**Written instruction**
Return each of the following lines unchanged, word for word.

BEGIN Material supplied

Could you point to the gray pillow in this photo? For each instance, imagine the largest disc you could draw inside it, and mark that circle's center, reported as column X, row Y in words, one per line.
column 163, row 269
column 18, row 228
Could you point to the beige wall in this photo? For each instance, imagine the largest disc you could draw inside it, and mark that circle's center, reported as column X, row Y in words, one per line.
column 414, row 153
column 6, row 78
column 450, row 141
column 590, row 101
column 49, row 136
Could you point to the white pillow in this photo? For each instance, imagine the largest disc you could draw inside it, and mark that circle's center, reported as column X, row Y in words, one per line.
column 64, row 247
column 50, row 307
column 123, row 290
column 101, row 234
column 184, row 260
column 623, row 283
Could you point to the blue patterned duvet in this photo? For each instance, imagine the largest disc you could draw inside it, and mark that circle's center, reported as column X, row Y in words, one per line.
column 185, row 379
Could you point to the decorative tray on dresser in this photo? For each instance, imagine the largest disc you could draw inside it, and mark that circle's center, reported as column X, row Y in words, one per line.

END Material supplied

**Solved exercise**
Could you point to the gray pillow in this photo? For each instance, imagine the largest disc you could draw inside it, and mark that circle's center, reported as column X, row Y in words, one per line.
column 163, row 269
column 18, row 228
Could you point to the beige wall in this photo? For each instance, imagine the largest disc you could draw inside it, and mark that circle's center, reported as column X, row Y in words, one per line.
column 414, row 153
column 6, row 78
column 450, row 141
column 590, row 101
column 49, row 136
Could you point to the white pillow in this photo? For each instance, imagine the largest disc you could draw inside it, and mark that circle's center, reported as column X, row Y in words, one per line.
column 64, row 247
column 50, row 307
column 123, row 290
column 101, row 234
column 184, row 260
column 623, row 283
Could you point to the blue patterned duvet in this photo? For each instance, imagine the largest disc you could draw inside it, and mark that circle's center, reported as column X, row Y in words, one per line.
column 185, row 379
Could you point to the decorative tray on dresser in this photo? For each instance, imagine the largest disc you could draw inside it, and mark that circle's center, reported as column X, row Y in words, one per line.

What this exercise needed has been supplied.